- [Work to complete]
A faithful transcription of the entries below is required.

----------

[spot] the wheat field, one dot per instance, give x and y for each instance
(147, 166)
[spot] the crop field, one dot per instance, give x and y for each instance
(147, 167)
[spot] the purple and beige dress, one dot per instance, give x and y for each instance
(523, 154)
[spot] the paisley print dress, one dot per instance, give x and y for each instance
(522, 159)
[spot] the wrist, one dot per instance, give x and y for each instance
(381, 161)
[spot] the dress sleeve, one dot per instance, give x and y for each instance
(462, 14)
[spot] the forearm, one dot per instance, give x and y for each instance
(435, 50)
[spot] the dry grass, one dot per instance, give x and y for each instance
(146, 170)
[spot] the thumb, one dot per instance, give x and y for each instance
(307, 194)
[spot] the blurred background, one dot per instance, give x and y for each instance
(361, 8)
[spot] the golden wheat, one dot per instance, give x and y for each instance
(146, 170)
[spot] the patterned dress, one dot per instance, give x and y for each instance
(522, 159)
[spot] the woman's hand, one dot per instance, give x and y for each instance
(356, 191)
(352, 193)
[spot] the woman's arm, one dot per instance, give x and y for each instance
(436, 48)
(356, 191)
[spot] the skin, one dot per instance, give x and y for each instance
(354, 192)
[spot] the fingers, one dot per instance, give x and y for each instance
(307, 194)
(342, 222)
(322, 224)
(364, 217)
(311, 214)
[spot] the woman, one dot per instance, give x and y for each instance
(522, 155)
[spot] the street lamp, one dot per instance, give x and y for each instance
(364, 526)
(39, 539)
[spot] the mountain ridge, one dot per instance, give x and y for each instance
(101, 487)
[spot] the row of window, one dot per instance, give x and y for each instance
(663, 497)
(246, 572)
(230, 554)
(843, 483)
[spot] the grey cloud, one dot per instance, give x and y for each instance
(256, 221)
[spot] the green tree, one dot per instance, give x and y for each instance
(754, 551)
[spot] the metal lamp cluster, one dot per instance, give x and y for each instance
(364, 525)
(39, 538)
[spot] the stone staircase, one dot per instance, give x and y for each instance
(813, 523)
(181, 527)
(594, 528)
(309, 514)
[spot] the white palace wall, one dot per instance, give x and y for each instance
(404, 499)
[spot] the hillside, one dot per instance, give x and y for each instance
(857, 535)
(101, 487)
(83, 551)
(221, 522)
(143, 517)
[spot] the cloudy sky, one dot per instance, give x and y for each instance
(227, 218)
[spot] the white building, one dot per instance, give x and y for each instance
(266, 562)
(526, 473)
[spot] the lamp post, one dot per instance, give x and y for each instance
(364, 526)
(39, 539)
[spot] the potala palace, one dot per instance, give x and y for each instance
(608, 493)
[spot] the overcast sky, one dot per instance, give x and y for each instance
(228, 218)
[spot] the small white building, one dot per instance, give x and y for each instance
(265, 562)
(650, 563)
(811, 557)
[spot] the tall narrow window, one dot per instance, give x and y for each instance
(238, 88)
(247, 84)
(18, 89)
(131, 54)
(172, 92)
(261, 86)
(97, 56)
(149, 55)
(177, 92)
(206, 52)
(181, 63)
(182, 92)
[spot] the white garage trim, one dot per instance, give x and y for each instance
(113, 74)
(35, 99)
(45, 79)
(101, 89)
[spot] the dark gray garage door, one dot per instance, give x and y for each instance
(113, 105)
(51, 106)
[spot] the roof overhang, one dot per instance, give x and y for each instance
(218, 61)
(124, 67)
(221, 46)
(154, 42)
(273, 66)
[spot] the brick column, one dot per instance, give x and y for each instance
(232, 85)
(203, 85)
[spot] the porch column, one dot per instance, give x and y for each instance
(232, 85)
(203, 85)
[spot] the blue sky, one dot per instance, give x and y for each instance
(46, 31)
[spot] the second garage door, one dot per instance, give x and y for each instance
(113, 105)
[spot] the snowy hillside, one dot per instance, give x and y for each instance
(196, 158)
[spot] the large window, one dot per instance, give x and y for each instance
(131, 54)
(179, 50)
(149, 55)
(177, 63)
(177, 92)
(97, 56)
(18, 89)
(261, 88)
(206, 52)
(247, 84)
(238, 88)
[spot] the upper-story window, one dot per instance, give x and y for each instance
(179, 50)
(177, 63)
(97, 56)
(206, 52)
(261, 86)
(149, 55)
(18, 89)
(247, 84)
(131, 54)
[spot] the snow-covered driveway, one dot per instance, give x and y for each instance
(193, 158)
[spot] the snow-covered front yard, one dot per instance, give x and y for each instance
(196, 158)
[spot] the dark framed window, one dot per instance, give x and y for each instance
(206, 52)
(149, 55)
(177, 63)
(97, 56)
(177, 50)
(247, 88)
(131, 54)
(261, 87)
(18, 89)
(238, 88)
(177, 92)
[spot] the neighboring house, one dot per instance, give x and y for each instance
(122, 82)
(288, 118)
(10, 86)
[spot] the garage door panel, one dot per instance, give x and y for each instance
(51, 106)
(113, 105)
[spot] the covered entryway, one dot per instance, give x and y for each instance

----------

- [Answer to the exercise]
[spot] the wheat field, one dot per instance, give x and y for each instance
(147, 166)
[spot] the crop field, one dot per instance, give x and y for each instance
(147, 167)
[spot] the purple and beige dress, one dot per instance, give x and y for each instance
(523, 154)
[spot] the paisley print dress, one dot per instance, give x and y for each instance
(522, 159)
[spot] the wrist, one dot per instance, give x and y for each instance
(381, 161)
[spot] the dress sleeve, one dot per instance, give x and y for each instance
(462, 14)
[spot] the forearm, one dot per instance, give x and y for each instance
(435, 50)
[spot] the dry grass, one dot per instance, give x and y for each instance
(146, 170)
[spot] the thumb, one dot per instance, give x and y for each instance
(307, 194)
[spot] the blurred background, one dot per instance, give x and y for each instance
(361, 8)
[spot] the golden wheat, one dot per instance, give x and y for each instance
(146, 170)
[spot] the patterned dress, one dot per instance, give x and y for each instance
(522, 159)
[spot] the woman's hand, one dot per instance, give x and y for each instance
(356, 191)
(352, 193)
[spot] the woman's arm, one dot per instance, give x and y for each instance
(436, 48)
(356, 191)
[spot] the skin, one dot per instance, give x and y for each instance
(354, 192)
[spot] the fingers, one dot per instance, give x and y for each instance
(307, 194)
(342, 222)
(322, 224)
(364, 217)
(311, 214)
[spot] the woman, one dot per instance, give x and y for each instance
(522, 155)
[spot] the street lamp, one dot per instance, give x and y for each instance
(364, 526)
(39, 539)
[spot] the mountain ridge, one dot per instance, give x and y for each instance
(101, 487)
[spot] the row of window, one dot per instance, give x and y for each instance
(663, 497)
(246, 572)
(230, 554)
(843, 483)
[spot] the grey cloud, one dot per instance, give x and y for each instance
(256, 221)
[spot] the green tree, one dot per instance, give x and y for each instance
(754, 551)
[spot] the metal lamp cluster, one dot per instance, give x and y for each instance
(364, 525)
(39, 538)
[spot] the stone staircase, one dot per instance, give x and y for each instance
(813, 523)
(181, 527)
(594, 528)
(309, 514)
[spot] the white palace wall, one dot per instance, give x and y for each instance
(404, 499)
[spot] the hillside, one dot per instance, give x and y for each instance
(857, 535)
(101, 487)
(83, 551)
(221, 522)
(143, 517)
[spot] the cloudy sky, one dot per instance, give x and y for each instance
(227, 218)
[spot] the white building, one dot per instance, give x and y for each instance
(266, 562)
(526, 473)
[spot] the lamp post, one dot per instance, give x and y for each instance
(364, 526)
(39, 539)
[spot] the potala palace, one dot per instance, give x and y for each instance
(608, 493)
[spot] the overcast sky, one dot per instance, give x and y for each instance
(228, 218)
[spot] the small white building, one dot per instance, give x and y for each instance
(265, 562)
(650, 563)
(811, 557)
[spot] the tall narrow window, one dot per instance, give x and y for each instance
(238, 88)
(247, 84)
(18, 89)
(131, 54)
(172, 92)
(261, 86)
(97, 56)
(149, 55)
(177, 92)
(206, 52)
(181, 63)
(182, 92)
[spot] the white garage trim, one dot per instance, give x and y for each instance
(113, 74)
(35, 99)
(45, 79)
(101, 89)
[spot] the dark gray garage door, one dot per instance, give x and y for each instance
(113, 105)
(51, 106)
[spot] the roof overhang, one dot per instance, give x and y for each instance
(218, 61)
(124, 67)
(221, 46)
(154, 42)
(273, 66)
[spot] the brick column, one dot per instance, give x and y for each instance
(232, 85)
(203, 85)
[spot] the porch column, one dot per instance, give x and y for each instance
(232, 85)
(203, 85)
[spot] the blue sky, one dot per instance, give x and y for each instance
(46, 31)
[spot] the second garage door, one dot per instance, give x and y for each instance
(113, 105)
[spot] the snowy hillside, one dot per instance, give x and y for each instance
(196, 158)
[spot] the large window, one dot per instance, give x and y for each instance
(131, 54)
(179, 50)
(149, 55)
(177, 63)
(177, 92)
(97, 56)
(18, 89)
(261, 88)
(206, 52)
(247, 84)
(238, 88)
[spot] the upper-story window, one dot per instance, give x and y for each instance
(179, 50)
(177, 63)
(97, 56)
(206, 52)
(261, 86)
(149, 55)
(18, 89)
(247, 84)
(131, 54)
[spot] the snow-covered driveway, one dot per instance, give x and y for each instance
(193, 158)
[spot] the snow-covered front yard, one dot per instance, give x and y for each instance
(196, 158)
[spot] the dark framed window, one dot per instance, give x and y for each instance
(206, 52)
(149, 55)
(177, 63)
(97, 56)
(177, 50)
(247, 88)
(131, 54)
(261, 87)
(18, 89)
(238, 88)
(177, 92)
[spot] the neighboring house, one dot per instance, give x and y for each instance
(122, 82)
(288, 118)
(10, 86)
[spot] the garage door panel, one dot per instance, give x and y for each instance
(51, 106)
(113, 105)
[spot] the covered entryway, one dot per instance, give x and y for each instance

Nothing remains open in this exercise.